> _Data for processing_
-- begin --

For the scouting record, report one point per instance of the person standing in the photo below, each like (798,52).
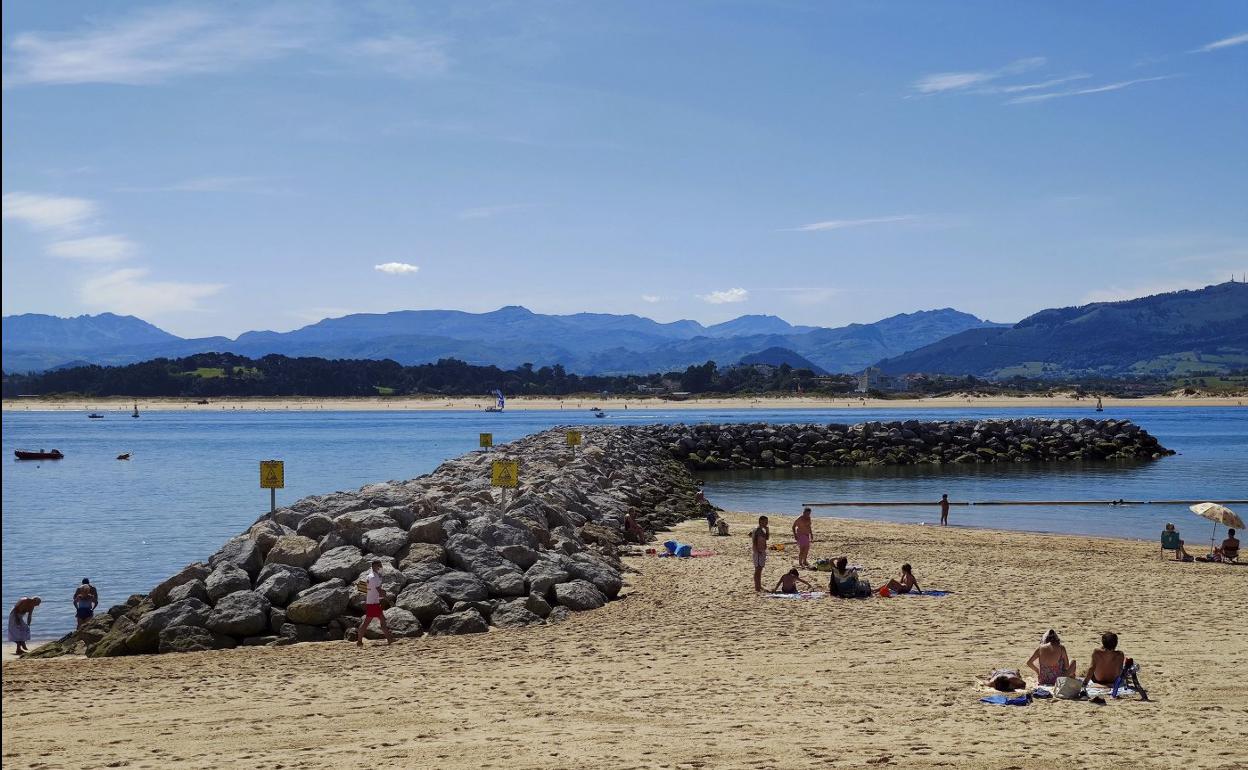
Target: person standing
(804,533)
(759,550)
(19,627)
(373,605)
(85,600)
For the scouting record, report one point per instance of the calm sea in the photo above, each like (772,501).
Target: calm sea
(192,481)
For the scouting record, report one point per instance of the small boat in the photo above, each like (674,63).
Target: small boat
(40,454)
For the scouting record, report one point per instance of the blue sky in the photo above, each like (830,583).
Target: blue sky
(220,167)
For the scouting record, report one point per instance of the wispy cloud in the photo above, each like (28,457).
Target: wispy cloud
(1103,89)
(402,55)
(155,46)
(942,82)
(725,296)
(130,291)
(486,212)
(48,211)
(846,224)
(396,268)
(94,248)
(1226,43)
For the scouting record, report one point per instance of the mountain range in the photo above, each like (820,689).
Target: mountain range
(588,343)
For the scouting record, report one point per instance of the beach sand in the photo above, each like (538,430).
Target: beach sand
(114,407)
(692,669)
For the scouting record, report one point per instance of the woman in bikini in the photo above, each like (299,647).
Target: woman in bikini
(1050,660)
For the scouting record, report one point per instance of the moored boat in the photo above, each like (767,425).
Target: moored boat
(40,454)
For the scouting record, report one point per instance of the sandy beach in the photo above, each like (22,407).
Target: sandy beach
(692,669)
(577,403)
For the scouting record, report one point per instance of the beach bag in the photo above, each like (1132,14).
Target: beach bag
(1067,688)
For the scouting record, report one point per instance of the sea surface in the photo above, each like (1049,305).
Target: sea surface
(192,481)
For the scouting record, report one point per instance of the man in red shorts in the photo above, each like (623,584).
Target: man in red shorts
(373,605)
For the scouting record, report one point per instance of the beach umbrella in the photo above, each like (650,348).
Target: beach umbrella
(1218,514)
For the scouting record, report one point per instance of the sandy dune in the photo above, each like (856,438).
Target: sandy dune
(692,669)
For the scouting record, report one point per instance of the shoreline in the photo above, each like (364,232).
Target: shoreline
(523,403)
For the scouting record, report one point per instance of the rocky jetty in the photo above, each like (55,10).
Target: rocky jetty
(458,562)
(909,442)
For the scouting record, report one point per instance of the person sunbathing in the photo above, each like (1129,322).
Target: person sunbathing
(1050,660)
(1106,662)
(788,583)
(906,584)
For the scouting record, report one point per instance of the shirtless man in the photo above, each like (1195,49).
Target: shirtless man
(804,533)
(759,550)
(1106,662)
(85,600)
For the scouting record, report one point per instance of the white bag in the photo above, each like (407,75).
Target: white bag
(1067,688)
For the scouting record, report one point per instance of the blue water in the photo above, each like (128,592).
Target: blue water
(192,481)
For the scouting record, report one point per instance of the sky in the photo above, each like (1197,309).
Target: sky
(217,167)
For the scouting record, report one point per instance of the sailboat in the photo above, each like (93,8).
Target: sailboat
(498,403)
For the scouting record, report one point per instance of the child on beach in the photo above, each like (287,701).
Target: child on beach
(788,583)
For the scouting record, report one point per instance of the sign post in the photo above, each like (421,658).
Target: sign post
(272,477)
(504,474)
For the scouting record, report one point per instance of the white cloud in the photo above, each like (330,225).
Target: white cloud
(396,268)
(402,55)
(94,248)
(1105,89)
(48,211)
(845,224)
(1226,43)
(155,46)
(129,291)
(941,82)
(725,296)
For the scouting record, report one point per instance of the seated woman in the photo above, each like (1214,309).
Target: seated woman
(845,582)
(1050,660)
(788,583)
(906,584)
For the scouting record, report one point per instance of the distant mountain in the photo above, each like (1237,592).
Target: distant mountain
(1165,335)
(588,343)
(778,357)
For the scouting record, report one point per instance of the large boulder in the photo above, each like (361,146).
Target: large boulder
(386,540)
(242,613)
(293,550)
(280,583)
(145,635)
(472,554)
(456,585)
(226,579)
(343,563)
(318,604)
(192,639)
(468,622)
(422,602)
(191,572)
(241,552)
(579,595)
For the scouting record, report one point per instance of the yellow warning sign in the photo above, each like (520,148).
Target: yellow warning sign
(504,473)
(272,474)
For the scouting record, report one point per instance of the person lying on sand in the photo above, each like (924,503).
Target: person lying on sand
(1106,662)
(788,583)
(906,584)
(1050,660)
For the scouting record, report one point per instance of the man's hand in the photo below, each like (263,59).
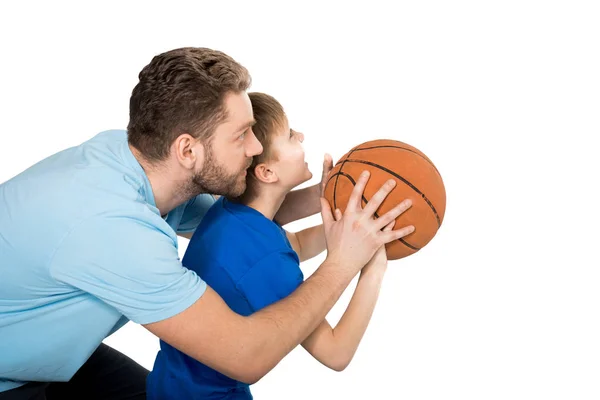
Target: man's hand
(354,238)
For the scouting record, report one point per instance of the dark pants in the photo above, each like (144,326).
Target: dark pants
(106,375)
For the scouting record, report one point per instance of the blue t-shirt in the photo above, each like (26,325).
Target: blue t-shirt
(247,259)
(83,249)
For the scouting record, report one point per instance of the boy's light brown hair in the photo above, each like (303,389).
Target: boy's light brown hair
(270,118)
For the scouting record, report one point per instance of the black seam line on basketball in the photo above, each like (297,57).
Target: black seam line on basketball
(336,179)
(397,147)
(413,187)
(404,242)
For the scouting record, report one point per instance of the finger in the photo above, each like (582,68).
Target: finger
(327,166)
(354,202)
(389,226)
(326,213)
(390,236)
(378,198)
(393,214)
(338,214)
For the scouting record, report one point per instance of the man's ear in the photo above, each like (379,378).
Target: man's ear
(188,151)
(264,173)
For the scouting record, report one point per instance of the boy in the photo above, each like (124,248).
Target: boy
(251,262)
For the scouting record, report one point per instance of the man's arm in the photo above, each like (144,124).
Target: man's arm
(246,348)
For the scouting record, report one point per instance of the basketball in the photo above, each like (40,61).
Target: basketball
(416,178)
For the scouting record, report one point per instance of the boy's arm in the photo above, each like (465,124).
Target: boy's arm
(305,202)
(308,242)
(336,347)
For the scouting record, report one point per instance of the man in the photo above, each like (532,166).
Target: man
(88,241)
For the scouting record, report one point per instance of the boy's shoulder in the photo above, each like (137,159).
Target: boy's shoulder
(234,237)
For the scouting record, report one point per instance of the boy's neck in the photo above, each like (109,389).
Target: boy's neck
(268,202)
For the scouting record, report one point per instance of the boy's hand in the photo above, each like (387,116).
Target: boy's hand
(353,239)
(379,259)
(327,167)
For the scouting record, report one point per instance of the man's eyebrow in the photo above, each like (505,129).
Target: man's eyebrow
(246,125)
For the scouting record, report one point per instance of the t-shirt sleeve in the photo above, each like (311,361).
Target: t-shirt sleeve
(271,279)
(129,264)
(194,212)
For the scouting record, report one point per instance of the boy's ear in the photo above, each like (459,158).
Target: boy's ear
(265,174)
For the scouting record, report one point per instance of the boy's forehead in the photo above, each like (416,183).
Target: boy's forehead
(238,109)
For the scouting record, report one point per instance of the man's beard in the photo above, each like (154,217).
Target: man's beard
(215,179)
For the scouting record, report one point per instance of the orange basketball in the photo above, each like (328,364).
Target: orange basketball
(416,179)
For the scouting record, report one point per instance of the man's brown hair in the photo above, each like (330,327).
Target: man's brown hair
(181,91)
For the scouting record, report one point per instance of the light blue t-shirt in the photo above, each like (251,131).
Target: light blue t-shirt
(83,249)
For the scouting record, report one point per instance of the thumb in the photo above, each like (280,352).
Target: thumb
(326,213)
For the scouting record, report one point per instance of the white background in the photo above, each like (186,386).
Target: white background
(503,96)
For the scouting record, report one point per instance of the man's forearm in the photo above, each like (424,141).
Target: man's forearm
(295,316)
(299,204)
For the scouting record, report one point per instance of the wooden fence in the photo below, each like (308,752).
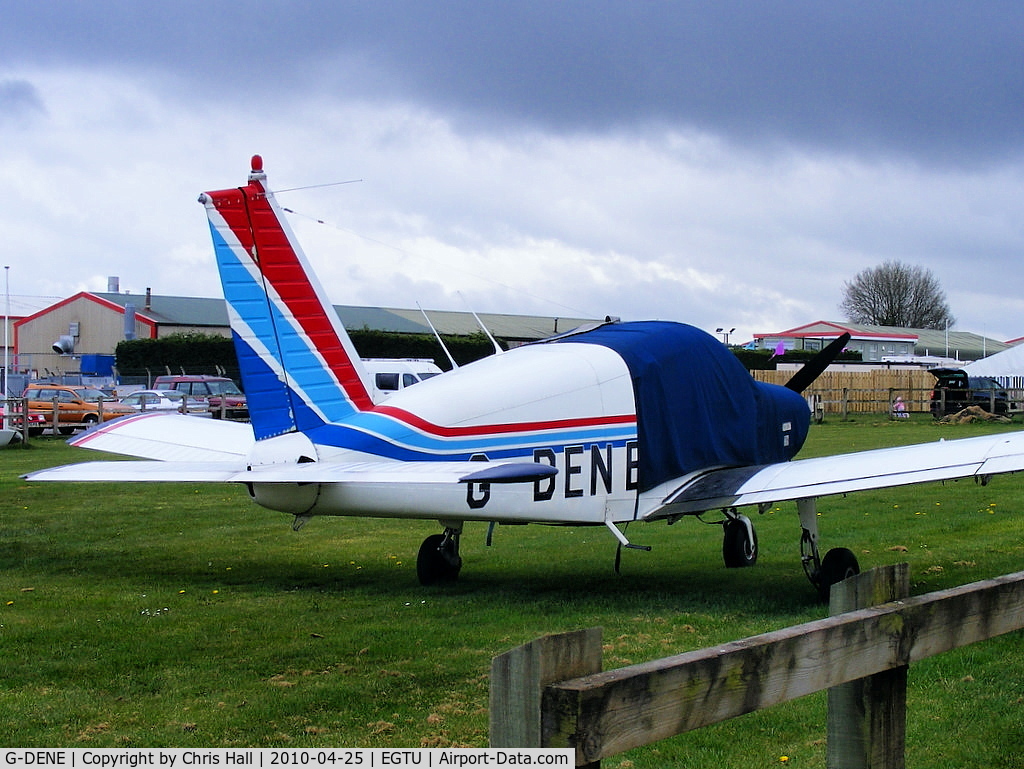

-- end --

> _Stated problem_
Copy the entries from the line with "each like (186,386)." through the end of the entries, swapping "scouting record" for "field log" and changing nothing else. Leave the pictures out.

> _Answer to the exercise_
For the field log, report one point per instance of the white background in the photo above, each like (186,386).
Target: white background
(503,96)
For the field log, report one point per instance of the man's forearm in the photo above, each like (424,141).
Target: man's forearm
(295,316)
(299,204)
For the field log, report one point per instance of the wooden fence in the photo below, each like (308,752).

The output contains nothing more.